**WHAT IS REQUIRED**. Pull out each line of the records holding the string "white".
━━ EXTRACTED MATERIAL ━━
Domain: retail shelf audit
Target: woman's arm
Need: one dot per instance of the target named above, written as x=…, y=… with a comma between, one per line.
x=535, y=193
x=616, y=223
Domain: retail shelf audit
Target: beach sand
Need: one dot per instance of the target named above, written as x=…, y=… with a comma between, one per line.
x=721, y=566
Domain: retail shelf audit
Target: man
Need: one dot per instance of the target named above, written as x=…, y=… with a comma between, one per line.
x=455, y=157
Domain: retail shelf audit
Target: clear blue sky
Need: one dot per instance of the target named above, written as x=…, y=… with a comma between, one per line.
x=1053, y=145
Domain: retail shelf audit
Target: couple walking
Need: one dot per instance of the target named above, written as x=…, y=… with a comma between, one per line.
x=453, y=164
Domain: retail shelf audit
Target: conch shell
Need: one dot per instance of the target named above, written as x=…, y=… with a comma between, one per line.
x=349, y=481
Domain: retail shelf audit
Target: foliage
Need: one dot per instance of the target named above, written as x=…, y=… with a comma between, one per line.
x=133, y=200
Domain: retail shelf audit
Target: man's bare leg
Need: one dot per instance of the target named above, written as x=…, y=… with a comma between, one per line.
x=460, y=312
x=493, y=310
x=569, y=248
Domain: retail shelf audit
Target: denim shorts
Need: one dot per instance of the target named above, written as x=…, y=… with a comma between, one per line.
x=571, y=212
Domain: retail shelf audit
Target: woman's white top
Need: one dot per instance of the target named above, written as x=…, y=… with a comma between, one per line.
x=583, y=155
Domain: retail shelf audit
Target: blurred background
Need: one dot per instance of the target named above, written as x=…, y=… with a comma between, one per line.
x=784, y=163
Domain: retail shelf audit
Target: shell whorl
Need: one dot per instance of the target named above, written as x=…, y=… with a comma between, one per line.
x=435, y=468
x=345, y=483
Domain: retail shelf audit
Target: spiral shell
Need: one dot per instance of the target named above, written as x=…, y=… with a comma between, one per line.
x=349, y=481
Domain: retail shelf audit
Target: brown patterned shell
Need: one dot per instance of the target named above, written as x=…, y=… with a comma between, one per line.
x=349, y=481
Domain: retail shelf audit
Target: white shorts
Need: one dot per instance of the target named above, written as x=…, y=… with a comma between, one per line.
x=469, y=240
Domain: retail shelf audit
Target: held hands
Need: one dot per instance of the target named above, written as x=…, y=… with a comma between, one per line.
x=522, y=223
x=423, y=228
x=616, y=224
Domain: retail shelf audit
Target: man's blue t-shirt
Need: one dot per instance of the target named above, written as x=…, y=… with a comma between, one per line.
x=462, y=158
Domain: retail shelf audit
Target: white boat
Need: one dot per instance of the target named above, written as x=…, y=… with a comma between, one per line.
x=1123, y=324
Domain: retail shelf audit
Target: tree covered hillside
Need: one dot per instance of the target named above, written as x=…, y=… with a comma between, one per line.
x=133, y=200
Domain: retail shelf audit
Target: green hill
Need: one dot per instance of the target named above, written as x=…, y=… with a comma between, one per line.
━━━
**EXPECTED ANSWER**.
Target: woman's white top
Target: white shorts
Target: white boat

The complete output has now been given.